EP by Building 429
- Released: March 2, 2004
- Genre: Christian rock
- Label: Word
- Producer: Jim Copper

Building 429 chronology
| Flight (2002) | Glory Defined (2004) | Space in Between Us (2004) |

= Glory Defined =

Glory Defined is an EP by the Christian rock band Building 429, which was released in 2004. The recording was made and distributed to promote the band's third full-length album entitled, Space in Between Us. Glory Defined was also the band's major-label debut and contained their first number one hit, "Glory Defined".

Required task A
List the three titles in the Building 429 chronology on the Glory Defined page, each with its year.

(Bounding box annotation entries)
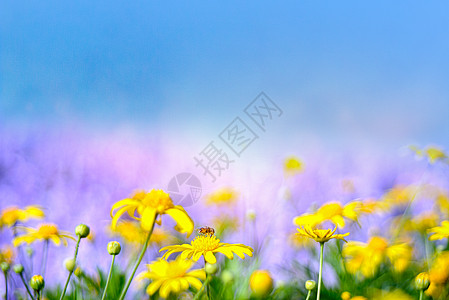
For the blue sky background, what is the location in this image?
[0,0,449,147]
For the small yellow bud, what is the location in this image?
[64,258,76,273]
[30,275,45,291]
[204,263,218,275]
[415,272,430,291]
[12,264,23,274]
[305,280,316,291]
[75,224,90,238]
[108,241,122,255]
[249,270,273,297]
[0,261,11,273]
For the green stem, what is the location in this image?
[101,255,115,300]
[119,215,157,300]
[316,243,324,300]
[3,272,8,300]
[41,240,49,277]
[306,290,312,300]
[20,273,34,300]
[59,236,81,300]
[193,276,212,300]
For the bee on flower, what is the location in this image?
[137,256,206,298]
[159,226,254,264]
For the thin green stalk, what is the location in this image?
[101,255,116,300]
[20,273,34,300]
[3,272,8,300]
[41,240,49,277]
[59,236,81,300]
[306,290,312,300]
[316,243,324,300]
[193,276,212,300]
[119,215,157,300]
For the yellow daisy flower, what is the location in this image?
[0,205,44,228]
[13,224,75,247]
[409,146,448,164]
[159,234,254,264]
[284,156,304,176]
[293,201,362,228]
[0,246,14,265]
[342,236,412,277]
[206,187,238,205]
[111,190,194,236]
[137,256,206,298]
[296,226,349,243]
[429,221,449,241]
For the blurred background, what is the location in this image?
[0,1,449,296]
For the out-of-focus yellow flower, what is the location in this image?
[159,234,254,264]
[429,221,449,241]
[137,256,206,298]
[293,201,362,228]
[206,187,238,205]
[0,205,44,228]
[288,233,315,249]
[296,226,349,243]
[381,185,416,207]
[435,191,449,217]
[429,251,449,285]
[409,145,448,164]
[249,270,273,297]
[342,236,412,277]
[373,290,414,300]
[13,224,75,247]
[0,246,14,265]
[403,212,439,233]
[284,156,304,176]
[111,190,194,236]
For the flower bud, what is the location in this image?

Required task B
Gather every line in the records that contains the string "flower".

Reply A
Flight (2002)
Glory Defined (2004)
Space in Between Us (2004)

Reply B
For the bee on flower, what is the location in this image?
For the yellow daisy flower, what is the location in this image?
For the out-of-focus yellow flower, what is the location in this image?
For the flower bud, what is the location in this image?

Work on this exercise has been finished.